ACTION ITEM –
Return each entry below without any alteration.

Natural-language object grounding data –
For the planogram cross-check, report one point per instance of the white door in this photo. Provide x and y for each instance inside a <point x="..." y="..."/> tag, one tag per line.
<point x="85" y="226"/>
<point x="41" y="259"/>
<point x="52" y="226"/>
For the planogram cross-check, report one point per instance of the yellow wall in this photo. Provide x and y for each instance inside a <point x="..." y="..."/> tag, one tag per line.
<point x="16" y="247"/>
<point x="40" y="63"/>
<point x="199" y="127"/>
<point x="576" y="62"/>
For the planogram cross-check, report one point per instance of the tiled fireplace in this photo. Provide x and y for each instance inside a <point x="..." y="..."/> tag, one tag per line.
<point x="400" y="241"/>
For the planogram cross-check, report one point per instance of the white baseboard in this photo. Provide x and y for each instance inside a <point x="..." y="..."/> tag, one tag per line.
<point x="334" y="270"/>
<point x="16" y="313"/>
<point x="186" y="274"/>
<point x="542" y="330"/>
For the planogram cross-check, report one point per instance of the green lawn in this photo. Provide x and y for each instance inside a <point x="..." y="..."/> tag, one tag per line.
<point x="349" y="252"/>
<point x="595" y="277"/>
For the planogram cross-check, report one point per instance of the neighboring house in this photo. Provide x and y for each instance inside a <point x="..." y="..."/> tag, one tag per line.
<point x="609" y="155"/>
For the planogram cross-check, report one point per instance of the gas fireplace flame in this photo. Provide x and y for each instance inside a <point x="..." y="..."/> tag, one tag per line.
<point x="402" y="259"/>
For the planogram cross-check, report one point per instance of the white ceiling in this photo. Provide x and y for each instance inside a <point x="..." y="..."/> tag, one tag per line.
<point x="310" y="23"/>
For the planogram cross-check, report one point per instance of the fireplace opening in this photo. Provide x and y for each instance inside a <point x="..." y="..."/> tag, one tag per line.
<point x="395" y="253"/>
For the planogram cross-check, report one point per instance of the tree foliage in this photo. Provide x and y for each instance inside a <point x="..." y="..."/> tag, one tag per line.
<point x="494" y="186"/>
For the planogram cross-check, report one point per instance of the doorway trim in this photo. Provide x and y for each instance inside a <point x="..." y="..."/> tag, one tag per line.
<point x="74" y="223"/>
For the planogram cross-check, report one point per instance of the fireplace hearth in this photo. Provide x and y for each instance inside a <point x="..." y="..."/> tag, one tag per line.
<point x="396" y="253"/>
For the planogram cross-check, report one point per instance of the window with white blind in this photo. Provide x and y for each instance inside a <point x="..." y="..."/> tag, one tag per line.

RESULT BELOW –
For the planogram cross-check, report one point per instance of the white door in this photo. Provide x and y for each instance inside a <point x="..." y="..."/> tag, one tag per line.
<point x="85" y="226"/>
<point x="41" y="259"/>
<point x="52" y="226"/>
For the planogram cross-check, report one point per instance of the yellow wall in this photo. Provide x and y for each instance inside a <point x="..." y="..."/> tag, one tag per line.
<point x="16" y="247"/>
<point x="40" y="63"/>
<point x="199" y="127"/>
<point x="576" y="62"/>
For the planogram cross-check, report one point per instance of the tiled fireplace in this photo. Provide x and y for each instance inside a <point x="..." y="..."/> tag, one tag per line.
<point x="400" y="241"/>
For the planogram cross-check, report one point per instance of the white baseboard in this photo. Provide x and y for each instance inside a <point x="..." y="..."/> tag, one tag per line.
<point x="334" y="270"/>
<point x="16" y="313"/>
<point x="186" y="274"/>
<point x="542" y="330"/>
For the planogram cross-check, report one point per instance of the green lawn in this photo. Provide x and y for each instance inside a <point x="..." y="..."/> tag, one tag per line.
<point x="349" y="252"/>
<point x="595" y="277"/>
For the planogram cross-check, report one point per instance of the neighboring house in this photo. Provide x and y for each instance inside a <point x="..." y="..."/> tag, one tag per line.
<point x="609" y="155"/>
For the planogram cross-check, report one point per instance of the gas fireplace flame in this photo. Provide x and y for each instance inside a <point x="..." y="..."/> tag, one tag per line.
<point x="402" y="259"/>
For the planogram cross-check, report one point per instance of the white ceiling in this photo. Provide x and y for each instance inside a <point x="..." y="..."/> tag, one tag per line.
<point x="310" y="23"/>
For the planogram cross-check, report one point per instance of the fireplace opening in this photo. Provide x and y for each instance inside a <point x="..." y="..."/> tag, one tag per line.
<point x="395" y="253"/>
For the planogram cross-check, report one point per instance of the tree foliage in this photo. Provide x and y for each instance inside a <point x="..." y="..."/> tag, one tag per line.
<point x="494" y="186"/>
For the planogram cross-check, report one point per instance of the doorway trim in this photo. Provide x and y for each instance inside a <point x="..." y="..."/> tag, one tag per line.
<point x="74" y="223"/>
For the planogram cross-check, report one point per instance of the fireplace hearth in this photo. Provide x and y for each instance inside a <point x="..." y="..."/> tag, one tag per line.
<point x="396" y="253"/>
For the planogram cross-check, report one point per instance of the window with white blind in this photo. Provide x and y for each instance inside a <point x="..." y="..."/> tag, one tag per line.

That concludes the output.